What is required -> Copy the listing below word for word, leaving the pictures out of your copy.

Records shown ->
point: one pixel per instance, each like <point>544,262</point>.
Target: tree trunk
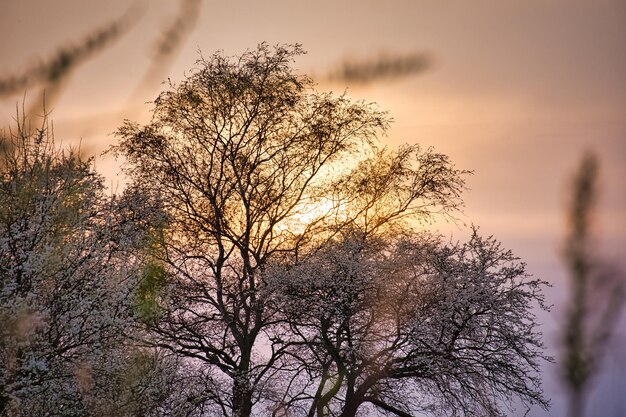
<point>242,398</point>
<point>351,406</point>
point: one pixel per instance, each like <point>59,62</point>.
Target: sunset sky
<point>515,90</point>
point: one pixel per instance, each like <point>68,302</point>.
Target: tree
<point>66,287</point>
<point>597,294</point>
<point>261,177</point>
<point>408,323</point>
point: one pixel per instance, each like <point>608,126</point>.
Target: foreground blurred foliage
<point>67,276</point>
<point>597,293</point>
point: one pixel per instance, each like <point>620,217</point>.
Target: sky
<point>516,91</point>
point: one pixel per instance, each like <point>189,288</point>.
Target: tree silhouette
<point>266,185</point>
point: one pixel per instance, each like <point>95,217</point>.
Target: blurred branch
<point>385,66</point>
<point>172,37</point>
<point>57,68</point>
<point>596,294</point>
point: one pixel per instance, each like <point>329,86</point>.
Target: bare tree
<point>264,183</point>
<point>399,324</point>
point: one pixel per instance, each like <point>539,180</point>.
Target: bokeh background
<point>516,91</point>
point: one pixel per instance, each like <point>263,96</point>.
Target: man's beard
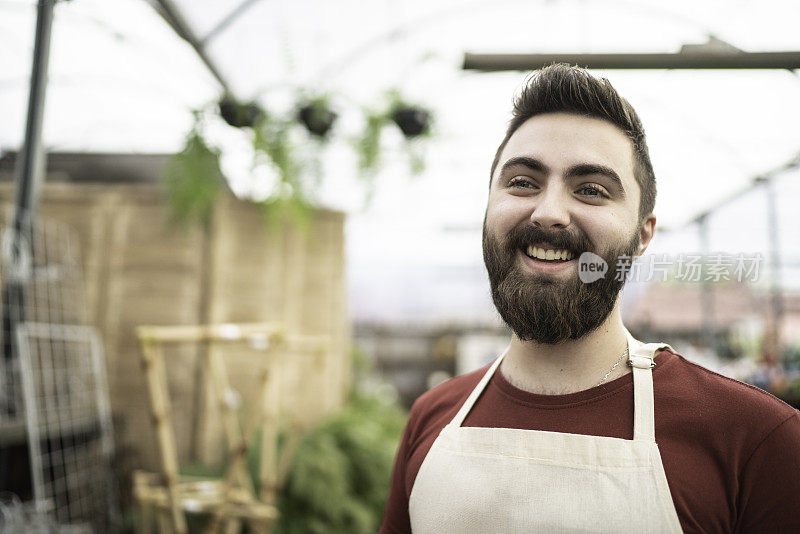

Answer to the task ->
point: one pixel per instance, each like <point>544,262</point>.
Target: tree trunk
<point>242,398</point>
<point>351,406</point>
point: one pixel per instance, each like <point>59,62</point>.
Target: sunset sky
<point>515,90</point>
point: one pixel per instance, each like <point>68,302</point>.
Target: tree
<point>66,287</point>
<point>597,294</point>
<point>261,177</point>
<point>408,323</point>
point: one pixel per instance, each like <point>608,126</point>.
Target: foreground blurred foliage
<point>67,276</point>
<point>597,293</point>
point: one pixel per instance, each like <point>620,217</point>.
Target: sky
<point>516,91</point>
point: one pixel per instance, each like <point>189,288</point>.
Target: tree silhouette
<point>266,185</point>
point: one pixel per instance, each like <point>95,217</point>.
Target: blurred branch
<point>385,66</point>
<point>172,37</point>
<point>57,68</point>
<point>596,294</point>
point: one pixel per instance, each like <point>329,86</point>.
Target: bare tree
<point>264,183</point>
<point>399,324</point>
point: one pixel per instance, each like <point>539,180</point>.
Target: bokeh background
<point>516,91</point>
point: one pixel per instance, each like <point>263,96</point>.
Target: man's beard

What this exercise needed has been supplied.